**PASSAGE GIVEN**
++++++

Exhibit 99.9
ALE Group Holding Limited
Charter of the Nominating and Corporate Governance Committee
of the Board of Directors
This Charter governs the operations of the Nominating and Corporate Governance Committee (the “Committee”) of the Board of Directors of ALE Group Holding Limited, a British Virgin Islands company (the “Company”). The Committee shall review and reassess the adequacy of the Charter annually or at such other times as the Committee deems appropriate and recommend any proposed changes to the Board of Directors of the Company (the “Board”) for approval.
Organization
The Committee shall consist of at least two (2) members of the Board. Each member shall be free from any relationship that, as determined by the Board, would interfere with the exercise of his or her independent judgment and will meet the required standards for independence required of members of the Company’s audit committee as set forth in applicable rules and regulations of The NASDAQ Capital Market (“Nasdaq”) and the Securities and Exchange Commission to the extent the Company’s securities are then listed on Nasdaq. The Board shall appoint the members of the Committee and the Committee chairperson (the “Chairperson”).
Committee members shall serve for such terms as the Board may determine, or until their earlier resignation, death or removal and may be removed by the Board in its discretion.

++++++

**INFORMATION SUPPLIED**
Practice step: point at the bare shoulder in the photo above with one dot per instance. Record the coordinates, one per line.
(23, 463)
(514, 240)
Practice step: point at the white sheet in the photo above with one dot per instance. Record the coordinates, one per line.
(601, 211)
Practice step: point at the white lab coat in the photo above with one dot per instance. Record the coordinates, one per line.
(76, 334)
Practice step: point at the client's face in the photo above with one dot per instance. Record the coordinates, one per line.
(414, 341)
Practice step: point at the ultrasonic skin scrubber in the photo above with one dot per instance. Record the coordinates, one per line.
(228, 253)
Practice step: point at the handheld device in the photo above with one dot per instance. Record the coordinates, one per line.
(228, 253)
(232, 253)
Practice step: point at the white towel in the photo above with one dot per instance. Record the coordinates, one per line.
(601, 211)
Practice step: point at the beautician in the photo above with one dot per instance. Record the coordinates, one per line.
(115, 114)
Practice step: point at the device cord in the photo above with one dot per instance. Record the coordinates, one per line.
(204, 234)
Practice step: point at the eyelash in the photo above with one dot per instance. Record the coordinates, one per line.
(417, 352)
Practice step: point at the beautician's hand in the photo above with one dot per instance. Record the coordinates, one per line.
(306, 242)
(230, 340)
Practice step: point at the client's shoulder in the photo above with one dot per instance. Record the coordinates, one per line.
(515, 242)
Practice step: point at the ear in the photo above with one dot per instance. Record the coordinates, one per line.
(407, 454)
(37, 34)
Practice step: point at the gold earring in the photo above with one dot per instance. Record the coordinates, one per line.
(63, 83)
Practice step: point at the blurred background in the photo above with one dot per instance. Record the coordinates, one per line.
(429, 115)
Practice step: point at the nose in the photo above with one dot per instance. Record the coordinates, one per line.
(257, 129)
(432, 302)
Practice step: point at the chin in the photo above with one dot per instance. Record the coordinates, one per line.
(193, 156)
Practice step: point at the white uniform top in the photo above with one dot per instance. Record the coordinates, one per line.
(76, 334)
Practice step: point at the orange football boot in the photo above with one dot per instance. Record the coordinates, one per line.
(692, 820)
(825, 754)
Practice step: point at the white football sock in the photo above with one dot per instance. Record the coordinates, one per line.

++++++

**TASK GOAL**
Repeat word for word the part of the committee charter between "Organization" and "in its discretion.", inclusive.

**RESULT**
Organization
The Committee shall consist of at least two (2) members of the Board. Each member shall be free from any relationship that, as determined by the Board, would interfere with the exercise of his or her independent judgment and will meet the required standards for independence required of members of the Company’s audit committee as set forth in applicable rules and regulations of The NASDAQ Capital Market (“Nasdaq”) and the Securities and Exchange Commission to the extent the Company’s securities are then listed on Nasdaq. The Board shall appoint the members of the Committee and the Committee chairperson (the “Chairperson”).
Committee members shall serve for such terms as the Board may determine, or until their earlier resignation, death or removal and may be removed by the Board in its discretion.